> [Exercise details] Find every line in the listing that contains the string "pale", matching case exactly, and copy each of those lines.
============
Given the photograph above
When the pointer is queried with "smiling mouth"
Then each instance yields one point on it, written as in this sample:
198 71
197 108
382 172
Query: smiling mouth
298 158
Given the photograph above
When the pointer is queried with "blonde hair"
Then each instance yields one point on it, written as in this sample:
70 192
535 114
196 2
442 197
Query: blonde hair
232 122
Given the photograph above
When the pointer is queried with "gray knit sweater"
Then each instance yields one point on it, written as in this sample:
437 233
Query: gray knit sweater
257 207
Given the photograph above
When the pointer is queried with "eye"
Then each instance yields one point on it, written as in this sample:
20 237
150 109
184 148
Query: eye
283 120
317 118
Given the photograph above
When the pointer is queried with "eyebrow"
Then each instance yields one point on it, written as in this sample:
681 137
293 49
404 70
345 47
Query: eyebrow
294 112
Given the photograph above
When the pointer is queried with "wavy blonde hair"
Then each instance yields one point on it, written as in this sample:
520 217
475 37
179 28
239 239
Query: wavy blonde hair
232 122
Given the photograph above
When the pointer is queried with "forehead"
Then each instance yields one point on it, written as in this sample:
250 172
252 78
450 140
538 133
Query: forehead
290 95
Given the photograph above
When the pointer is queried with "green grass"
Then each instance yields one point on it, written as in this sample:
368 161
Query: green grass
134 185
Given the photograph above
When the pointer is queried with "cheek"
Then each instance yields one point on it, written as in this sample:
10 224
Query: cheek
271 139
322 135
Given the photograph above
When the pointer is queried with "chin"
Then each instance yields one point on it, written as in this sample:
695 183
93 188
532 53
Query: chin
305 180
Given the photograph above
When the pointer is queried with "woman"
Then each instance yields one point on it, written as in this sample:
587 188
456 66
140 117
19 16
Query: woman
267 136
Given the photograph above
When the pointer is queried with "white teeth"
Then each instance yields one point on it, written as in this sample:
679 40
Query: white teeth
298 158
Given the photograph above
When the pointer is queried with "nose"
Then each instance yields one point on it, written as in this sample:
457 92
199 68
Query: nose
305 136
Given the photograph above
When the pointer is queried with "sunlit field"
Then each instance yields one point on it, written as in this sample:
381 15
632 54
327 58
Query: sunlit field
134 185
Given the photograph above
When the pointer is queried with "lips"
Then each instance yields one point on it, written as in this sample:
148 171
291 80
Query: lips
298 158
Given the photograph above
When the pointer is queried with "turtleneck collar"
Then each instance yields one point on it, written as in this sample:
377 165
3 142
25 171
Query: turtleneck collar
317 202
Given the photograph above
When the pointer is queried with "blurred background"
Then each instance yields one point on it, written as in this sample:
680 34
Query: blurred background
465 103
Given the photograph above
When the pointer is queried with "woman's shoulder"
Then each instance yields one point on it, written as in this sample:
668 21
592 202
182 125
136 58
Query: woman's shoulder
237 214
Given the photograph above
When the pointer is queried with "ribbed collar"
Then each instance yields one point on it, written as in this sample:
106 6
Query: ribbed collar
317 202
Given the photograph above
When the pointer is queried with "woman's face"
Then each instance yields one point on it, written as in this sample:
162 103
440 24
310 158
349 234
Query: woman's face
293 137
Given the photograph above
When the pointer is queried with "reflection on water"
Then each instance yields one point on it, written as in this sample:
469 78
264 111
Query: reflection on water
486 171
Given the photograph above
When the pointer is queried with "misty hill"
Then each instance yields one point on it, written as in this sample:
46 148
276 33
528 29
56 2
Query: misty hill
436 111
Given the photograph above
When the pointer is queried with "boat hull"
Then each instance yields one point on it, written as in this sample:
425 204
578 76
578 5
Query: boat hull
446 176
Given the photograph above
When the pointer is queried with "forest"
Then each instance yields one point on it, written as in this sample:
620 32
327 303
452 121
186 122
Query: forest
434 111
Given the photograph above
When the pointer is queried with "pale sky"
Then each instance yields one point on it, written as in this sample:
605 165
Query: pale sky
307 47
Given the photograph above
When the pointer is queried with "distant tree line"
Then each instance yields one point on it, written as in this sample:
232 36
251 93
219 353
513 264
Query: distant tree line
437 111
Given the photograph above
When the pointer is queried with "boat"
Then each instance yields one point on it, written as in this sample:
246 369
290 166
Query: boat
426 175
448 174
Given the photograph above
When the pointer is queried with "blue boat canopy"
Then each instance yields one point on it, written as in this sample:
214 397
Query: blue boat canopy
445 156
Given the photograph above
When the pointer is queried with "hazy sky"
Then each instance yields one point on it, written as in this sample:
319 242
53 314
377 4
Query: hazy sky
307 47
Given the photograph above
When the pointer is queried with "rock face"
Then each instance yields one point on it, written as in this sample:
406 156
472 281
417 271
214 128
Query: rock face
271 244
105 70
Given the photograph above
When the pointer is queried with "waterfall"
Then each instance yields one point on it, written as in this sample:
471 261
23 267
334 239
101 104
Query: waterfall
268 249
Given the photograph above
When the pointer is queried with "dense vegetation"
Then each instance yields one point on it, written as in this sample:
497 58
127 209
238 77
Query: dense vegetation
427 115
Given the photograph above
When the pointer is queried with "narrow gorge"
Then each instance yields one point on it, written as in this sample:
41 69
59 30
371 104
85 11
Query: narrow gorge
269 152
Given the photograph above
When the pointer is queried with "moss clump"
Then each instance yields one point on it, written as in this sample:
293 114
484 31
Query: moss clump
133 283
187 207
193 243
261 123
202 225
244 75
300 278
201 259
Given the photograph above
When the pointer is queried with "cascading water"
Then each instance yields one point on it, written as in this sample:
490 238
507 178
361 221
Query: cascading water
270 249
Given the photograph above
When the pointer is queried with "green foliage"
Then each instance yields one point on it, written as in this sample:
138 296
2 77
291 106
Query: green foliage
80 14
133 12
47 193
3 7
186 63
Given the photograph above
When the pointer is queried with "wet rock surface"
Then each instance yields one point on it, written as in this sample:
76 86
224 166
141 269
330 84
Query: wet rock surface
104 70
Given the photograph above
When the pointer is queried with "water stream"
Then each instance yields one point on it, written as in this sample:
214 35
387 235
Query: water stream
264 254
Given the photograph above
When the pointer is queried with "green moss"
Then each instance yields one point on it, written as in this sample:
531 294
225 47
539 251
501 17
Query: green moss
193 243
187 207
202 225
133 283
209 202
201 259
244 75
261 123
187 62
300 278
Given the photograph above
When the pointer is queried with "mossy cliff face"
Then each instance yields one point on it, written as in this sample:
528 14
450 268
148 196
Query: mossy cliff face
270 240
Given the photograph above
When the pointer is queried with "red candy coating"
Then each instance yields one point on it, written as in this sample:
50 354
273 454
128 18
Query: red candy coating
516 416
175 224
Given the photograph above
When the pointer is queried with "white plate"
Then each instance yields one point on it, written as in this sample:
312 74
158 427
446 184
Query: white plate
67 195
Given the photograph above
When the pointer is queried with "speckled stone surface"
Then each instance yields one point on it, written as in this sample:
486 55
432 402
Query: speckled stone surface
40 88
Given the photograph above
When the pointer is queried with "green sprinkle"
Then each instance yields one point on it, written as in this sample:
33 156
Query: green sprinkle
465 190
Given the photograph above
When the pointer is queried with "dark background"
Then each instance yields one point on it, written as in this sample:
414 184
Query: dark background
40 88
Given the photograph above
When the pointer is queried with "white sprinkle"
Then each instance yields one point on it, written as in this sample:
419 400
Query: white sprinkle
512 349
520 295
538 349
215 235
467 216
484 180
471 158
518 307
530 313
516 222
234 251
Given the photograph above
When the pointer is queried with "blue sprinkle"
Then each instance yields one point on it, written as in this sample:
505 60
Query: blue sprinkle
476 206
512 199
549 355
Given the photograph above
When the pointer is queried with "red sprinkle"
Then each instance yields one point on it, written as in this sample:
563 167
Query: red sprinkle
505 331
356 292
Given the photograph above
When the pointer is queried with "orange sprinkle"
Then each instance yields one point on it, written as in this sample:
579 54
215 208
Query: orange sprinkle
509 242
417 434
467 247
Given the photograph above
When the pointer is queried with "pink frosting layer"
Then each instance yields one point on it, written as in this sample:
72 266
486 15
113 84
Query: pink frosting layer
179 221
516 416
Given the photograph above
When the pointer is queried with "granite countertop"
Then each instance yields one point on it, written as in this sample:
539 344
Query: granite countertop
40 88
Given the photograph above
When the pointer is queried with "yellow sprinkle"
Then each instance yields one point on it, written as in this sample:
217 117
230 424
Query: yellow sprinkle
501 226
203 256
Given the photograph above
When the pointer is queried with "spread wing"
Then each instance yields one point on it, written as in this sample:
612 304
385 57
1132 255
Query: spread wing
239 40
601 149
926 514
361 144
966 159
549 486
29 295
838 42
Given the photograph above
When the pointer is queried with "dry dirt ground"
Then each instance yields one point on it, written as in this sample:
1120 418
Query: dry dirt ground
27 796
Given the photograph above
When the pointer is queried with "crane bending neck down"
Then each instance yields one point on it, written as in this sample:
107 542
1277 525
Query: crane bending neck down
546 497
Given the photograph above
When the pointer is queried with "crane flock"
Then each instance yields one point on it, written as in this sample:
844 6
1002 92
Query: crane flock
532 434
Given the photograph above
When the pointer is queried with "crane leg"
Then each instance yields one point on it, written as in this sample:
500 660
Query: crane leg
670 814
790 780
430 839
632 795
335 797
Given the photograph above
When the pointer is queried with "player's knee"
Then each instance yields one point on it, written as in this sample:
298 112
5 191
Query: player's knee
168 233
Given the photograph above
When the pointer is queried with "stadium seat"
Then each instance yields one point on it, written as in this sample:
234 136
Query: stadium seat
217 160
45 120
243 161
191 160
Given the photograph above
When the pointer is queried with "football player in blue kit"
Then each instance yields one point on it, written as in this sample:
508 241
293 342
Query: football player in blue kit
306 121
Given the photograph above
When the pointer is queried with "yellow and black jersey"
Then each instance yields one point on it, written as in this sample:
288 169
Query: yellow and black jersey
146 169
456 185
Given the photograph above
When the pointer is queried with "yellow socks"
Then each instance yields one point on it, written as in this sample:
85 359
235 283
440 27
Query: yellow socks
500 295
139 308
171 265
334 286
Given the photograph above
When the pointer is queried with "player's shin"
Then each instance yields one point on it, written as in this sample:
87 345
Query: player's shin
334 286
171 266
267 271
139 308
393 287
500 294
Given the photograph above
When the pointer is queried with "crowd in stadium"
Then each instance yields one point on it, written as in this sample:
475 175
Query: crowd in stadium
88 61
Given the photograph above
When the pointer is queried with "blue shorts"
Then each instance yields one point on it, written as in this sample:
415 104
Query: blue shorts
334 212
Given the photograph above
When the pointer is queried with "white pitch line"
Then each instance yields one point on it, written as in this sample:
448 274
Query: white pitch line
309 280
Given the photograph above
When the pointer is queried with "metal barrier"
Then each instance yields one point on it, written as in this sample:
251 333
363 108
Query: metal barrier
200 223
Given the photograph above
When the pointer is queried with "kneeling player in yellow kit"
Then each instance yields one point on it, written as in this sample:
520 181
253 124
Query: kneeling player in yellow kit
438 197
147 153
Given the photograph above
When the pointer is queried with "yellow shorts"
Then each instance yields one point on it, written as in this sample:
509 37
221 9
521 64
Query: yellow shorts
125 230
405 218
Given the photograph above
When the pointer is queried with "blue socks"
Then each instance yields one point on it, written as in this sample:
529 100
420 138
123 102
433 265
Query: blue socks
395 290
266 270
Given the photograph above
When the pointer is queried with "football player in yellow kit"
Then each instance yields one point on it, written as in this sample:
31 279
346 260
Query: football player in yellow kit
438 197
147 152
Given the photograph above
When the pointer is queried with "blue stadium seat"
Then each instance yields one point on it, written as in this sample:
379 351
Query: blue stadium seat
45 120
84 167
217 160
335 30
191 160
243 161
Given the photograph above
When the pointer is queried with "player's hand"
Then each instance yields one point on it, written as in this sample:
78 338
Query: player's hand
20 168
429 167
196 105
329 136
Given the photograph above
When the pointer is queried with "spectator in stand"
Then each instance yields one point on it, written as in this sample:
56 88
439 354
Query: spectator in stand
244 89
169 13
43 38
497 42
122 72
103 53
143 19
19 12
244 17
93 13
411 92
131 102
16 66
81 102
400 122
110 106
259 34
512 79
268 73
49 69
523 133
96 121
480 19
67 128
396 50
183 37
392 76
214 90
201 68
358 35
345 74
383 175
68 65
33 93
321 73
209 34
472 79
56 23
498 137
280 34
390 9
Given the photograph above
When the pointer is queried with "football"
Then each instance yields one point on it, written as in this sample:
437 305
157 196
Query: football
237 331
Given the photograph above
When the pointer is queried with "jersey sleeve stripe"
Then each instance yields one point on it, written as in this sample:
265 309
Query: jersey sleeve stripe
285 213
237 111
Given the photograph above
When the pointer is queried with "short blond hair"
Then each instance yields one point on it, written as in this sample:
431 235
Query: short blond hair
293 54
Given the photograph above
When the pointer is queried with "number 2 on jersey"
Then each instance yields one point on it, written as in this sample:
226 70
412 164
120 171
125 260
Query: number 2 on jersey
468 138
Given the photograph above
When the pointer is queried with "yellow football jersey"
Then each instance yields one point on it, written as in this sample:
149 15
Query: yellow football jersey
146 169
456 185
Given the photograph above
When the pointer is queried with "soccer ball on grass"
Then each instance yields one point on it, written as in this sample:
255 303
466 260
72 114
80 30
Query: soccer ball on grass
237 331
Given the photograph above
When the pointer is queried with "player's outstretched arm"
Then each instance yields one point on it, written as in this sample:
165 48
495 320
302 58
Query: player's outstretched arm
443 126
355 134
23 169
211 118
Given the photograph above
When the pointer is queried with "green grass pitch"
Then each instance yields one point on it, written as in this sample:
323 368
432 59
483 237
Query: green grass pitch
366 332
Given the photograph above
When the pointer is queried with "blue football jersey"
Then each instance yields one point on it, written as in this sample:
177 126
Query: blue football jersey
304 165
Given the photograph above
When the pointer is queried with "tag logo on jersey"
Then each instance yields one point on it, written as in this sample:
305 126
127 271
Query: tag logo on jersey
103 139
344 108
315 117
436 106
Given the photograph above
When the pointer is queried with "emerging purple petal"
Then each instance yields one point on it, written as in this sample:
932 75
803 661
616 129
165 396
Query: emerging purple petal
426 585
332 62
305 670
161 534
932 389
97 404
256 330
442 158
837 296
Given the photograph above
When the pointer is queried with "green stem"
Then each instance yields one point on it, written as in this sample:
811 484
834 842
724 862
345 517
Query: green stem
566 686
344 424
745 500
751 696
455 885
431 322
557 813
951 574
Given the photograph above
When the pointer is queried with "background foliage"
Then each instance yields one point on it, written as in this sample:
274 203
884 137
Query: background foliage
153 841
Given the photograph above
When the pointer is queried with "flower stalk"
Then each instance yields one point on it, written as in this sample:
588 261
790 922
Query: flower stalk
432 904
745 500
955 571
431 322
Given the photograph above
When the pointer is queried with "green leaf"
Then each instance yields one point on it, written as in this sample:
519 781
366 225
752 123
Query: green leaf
============
> [Correct result]
When the pointer is queried with "pale sky"
Query: pale sky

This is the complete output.